** Begin PASSAGE **

SEPARATION AND RELEASE AGREEMENT:

Contract Categories: Human Resources - Separation Agreements
EX-10.1 2 v127307_ex10-1.htm SEPARATION AND RELEASE AGREEMENT
Exhibit No. 10.1
 
SEPARATION AND RELEASE AGREEMENT:
 
THIS SEPARATION AND RELEASE AGREEMENT (the “Agreement”) is entered into as of the 19th day of September, 2008, by and between, Jeffrey Oscodar (“Employee”) and ZVUE Corporation, and its parents, subsidiaries, and affiliates (collectively referred to herein as the “Company”).
 
WHEREAS, Employee and the Company are parties to an Employment Agreement dated as of June 26, 2006 (the “Employment Agreement”);
 
WHEREAS, Employee currently serves as a director, and is employed as the President and Chief Executive Officer of the Company;
 
WHEREAS, this Agreement governs the terms of Employee’s separation from the Company.

** End PASSAGE **

* **TASK SET**
**A.** In the separation agreement, what is the date of the Employment Agreement between Employee and the Company?
**B.** List every term that the separation agreement defines in parentheses with quotation marks.
**C.** Rewrite the part of the separation agreement starting at "WHEREAS, Employee currently" and ending at "from the Company.", changing "director" to "board member".

** Begin ENTRIES PROVIDED **

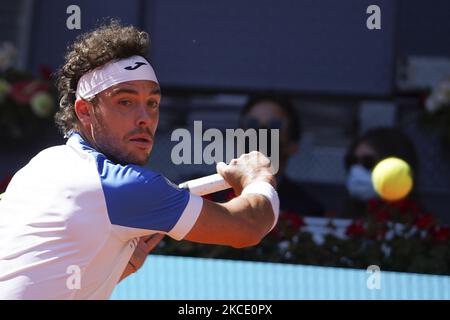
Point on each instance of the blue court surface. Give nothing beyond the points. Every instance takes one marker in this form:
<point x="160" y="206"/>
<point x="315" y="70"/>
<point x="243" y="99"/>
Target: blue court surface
<point x="182" y="278"/>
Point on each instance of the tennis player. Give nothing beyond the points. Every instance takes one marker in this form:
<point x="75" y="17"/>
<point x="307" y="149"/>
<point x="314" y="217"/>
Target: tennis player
<point x="89" y="208"/>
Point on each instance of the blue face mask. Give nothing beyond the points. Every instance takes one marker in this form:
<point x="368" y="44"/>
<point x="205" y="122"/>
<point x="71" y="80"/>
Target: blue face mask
<point x="359" y="183"/>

** End ENTRIES PROVIDED **

* **RESULTS FOR THE EXERCISE**
**A.** June 26, 2006

**B.** Agreement, Employee, Company, Employment Agreement

**C.**
WHEREAS, Employee currently serves as a board member, and is employed as the President and Chief Executive Officer of the Company;
 
WHEREAS, this Agreement governs the terms of Employee’s separation from the Company.